> **The exercise**
Return each line of the data below that contains the string "grass".

> **Task material**

----------

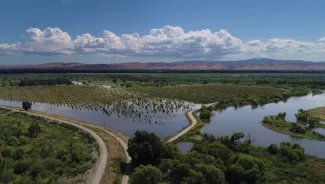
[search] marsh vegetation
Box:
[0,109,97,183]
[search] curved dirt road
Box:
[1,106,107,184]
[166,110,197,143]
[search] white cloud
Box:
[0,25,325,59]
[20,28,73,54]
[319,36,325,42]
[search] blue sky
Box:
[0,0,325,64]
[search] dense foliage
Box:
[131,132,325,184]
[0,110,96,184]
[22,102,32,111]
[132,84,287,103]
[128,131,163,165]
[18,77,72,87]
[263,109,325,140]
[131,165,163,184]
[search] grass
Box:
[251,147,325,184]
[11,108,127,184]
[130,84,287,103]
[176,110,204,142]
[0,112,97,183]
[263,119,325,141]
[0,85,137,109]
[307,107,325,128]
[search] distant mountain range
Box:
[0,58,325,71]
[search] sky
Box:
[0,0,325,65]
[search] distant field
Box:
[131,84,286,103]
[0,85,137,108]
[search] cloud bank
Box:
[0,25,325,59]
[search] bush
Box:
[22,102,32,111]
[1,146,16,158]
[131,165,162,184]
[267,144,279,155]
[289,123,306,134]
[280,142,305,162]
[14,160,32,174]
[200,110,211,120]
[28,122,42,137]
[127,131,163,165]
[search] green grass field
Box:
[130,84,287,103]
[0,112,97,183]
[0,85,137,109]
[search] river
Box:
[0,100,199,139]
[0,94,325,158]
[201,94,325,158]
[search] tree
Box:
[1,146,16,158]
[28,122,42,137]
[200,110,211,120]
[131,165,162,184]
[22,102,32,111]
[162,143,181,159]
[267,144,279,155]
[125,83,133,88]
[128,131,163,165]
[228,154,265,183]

----------

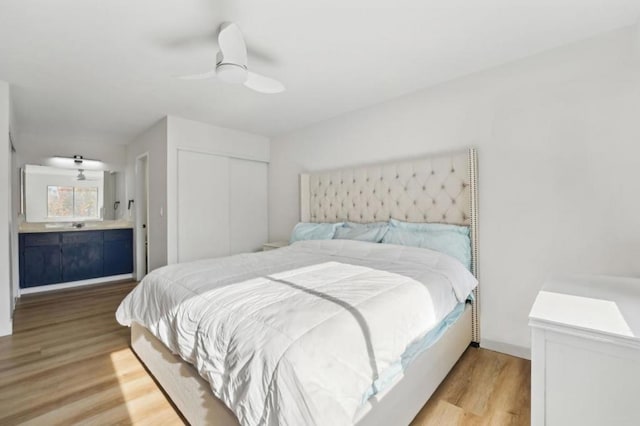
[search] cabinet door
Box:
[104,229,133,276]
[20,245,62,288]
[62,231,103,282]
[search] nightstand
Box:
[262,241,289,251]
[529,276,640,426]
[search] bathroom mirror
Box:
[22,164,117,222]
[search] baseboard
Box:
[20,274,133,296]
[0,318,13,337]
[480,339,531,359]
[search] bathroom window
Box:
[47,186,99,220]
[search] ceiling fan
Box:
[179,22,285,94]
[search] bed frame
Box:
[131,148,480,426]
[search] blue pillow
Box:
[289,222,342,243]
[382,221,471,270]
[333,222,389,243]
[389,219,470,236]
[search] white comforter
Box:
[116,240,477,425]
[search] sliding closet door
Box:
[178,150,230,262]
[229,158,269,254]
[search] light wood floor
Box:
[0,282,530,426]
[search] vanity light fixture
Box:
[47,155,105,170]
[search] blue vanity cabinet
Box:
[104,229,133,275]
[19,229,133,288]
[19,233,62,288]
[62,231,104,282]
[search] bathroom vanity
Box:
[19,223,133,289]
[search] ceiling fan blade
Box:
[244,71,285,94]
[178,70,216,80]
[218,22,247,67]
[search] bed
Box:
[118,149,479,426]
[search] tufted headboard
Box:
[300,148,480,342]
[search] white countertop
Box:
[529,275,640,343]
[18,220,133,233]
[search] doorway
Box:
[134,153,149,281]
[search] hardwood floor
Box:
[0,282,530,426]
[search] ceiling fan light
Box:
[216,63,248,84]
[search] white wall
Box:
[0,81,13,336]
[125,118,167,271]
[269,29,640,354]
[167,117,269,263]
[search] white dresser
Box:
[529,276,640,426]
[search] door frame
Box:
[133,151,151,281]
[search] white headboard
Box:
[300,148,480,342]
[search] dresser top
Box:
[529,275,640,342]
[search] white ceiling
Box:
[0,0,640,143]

----------

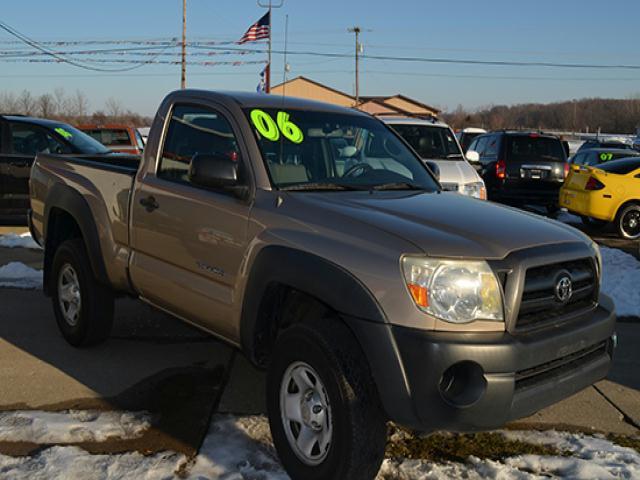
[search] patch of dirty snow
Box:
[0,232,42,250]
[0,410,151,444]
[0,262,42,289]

----------

> **Written response**
[search] grass
[search] green grass field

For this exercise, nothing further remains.